As community mental health programs have faced decades of underfunding in the absence of adequate services, many Texans with mental health conditions end up in emergency rooms or in jail.
In the Houston area, people flagged as potentially dealing with mental health issues have made up almost half of all unnatural deaths in jails, according to the first investigation by a new nonprofit news outlet called the Houston Landing. The Landing found that about 46% of the 114 individuals who died of unnatural causes in the custody of Houston area jails since the 1980s had potential mental illnesses.
Alex Stuckey, an investigative reporter at The Landing, said she started this investigation in part because of the families of those who die in custody.
“We see all these stories of people dying in jails, particularly Harris County Jail, and the families say, ‘My son, my daughter, my loved one was mentally ill,’” she said. “What I really wanted to do was take a look at, did anyone within the system know that they were mentally ill? And so what I did was I went through custodial death reports that are filed with the AG. I went through court cases for all of these individuals looking for mental health assessment orders, competency evaluation orders, if they had been assigned to mental health public defenders.”
One of the cases Stuckey found was that of Rory Ward, who was diagnosed with bipolar disorder and schizophrenia.
“He opted to live on the streets instead of staying in his mother’s home, where he was being forced to take his meds,” she said. “He was repeatedly picked up for crimes, mostly misdemeanors. He was over and over again flagged as mentally ill. But the last time he was arrested, though, he was flagged as mentally ill and a competency evaluation was ordered. It never happened. And he ended up getting beaten to death in jail in 2021.”
At the time of his death, Ward was incarcerated at the Harris County Jail.
Harris County has taken steps to address this issue, Stuckey said. The county launched a diversion center in 2018, where people picked up for misdemeanors can be sent – instead of jail – if suspected mental health issues are at play.
“They’ve seen 6,000 people come through this diversion center. So it’s a lot of people,” she said. “The issue is that there are more people in the state now. There are more people who need mental health care, who aren’t able to get it. And so while the processes have gotten better, there are just so many more people that need that help. And so they are kind of slipping through the cracks of the community mental health programs and ending up in jail. I think this week about 79% of the people in the Harris County Jail have been flagged as mentally ill.”
Stuckey said this issue, like so many others, comes down to funding – especially after state lawmakers significantly reduced the resources flowing to mental health programs in 2003 during a budget shortfall.
“There needs to be more funding for these programs. There have been kind of interim, incremental steps as we’ve gone through the years. But we’re still really suffering from that 2003 cut. It really set the state back and it just needs significantly more funding that will, you know, align with the amount of people we have living in the state.”

Exercises:
1. Please update the article on mental illness in Houston-area jails, starting with "As community mental" and going on through "or in jail.", with "emergency rooms" changed to "hospitals".
2. Answer these questions from the article on mental illness in Houston-area jails.
(a) In what year did Harris County launch its diversion center?
(b) In what year did state lawmakers significantly reduce resources for mental health programs?
(c) What two conditions was Rory Ward diagnosed with?
Rely only on the article on mental illness in Houston-area jails.

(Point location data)

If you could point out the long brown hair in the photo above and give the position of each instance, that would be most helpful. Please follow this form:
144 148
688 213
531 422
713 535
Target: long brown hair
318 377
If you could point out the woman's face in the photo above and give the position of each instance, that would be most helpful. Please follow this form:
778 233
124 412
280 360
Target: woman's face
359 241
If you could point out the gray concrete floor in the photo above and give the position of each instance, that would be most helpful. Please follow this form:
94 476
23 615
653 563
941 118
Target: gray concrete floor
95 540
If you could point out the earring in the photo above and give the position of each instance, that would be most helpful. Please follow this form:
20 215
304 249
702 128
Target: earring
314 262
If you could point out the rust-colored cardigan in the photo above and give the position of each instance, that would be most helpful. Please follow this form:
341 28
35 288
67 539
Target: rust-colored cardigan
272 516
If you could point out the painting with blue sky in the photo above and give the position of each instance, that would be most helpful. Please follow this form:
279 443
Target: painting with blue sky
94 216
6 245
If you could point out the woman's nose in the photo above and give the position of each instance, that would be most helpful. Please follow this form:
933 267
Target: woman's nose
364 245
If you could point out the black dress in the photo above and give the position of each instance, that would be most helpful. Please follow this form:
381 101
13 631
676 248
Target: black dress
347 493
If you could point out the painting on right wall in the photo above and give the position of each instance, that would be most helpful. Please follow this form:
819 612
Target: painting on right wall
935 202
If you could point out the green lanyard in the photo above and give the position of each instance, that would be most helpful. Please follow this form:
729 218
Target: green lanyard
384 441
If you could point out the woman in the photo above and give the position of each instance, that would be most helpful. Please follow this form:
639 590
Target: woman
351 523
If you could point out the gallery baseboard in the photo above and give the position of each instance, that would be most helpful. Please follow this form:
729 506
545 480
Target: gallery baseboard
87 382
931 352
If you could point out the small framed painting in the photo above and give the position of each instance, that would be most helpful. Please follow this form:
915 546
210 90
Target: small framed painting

Expected outputs:
1.
As community mental health programs have faced decades of underfunding in the absence of adequate services, many Texans with mental health conditions end up in hospitals or in jail.

2.
(a) 2018
(b) 2003
(c) Bipolar disorder and schizophrenia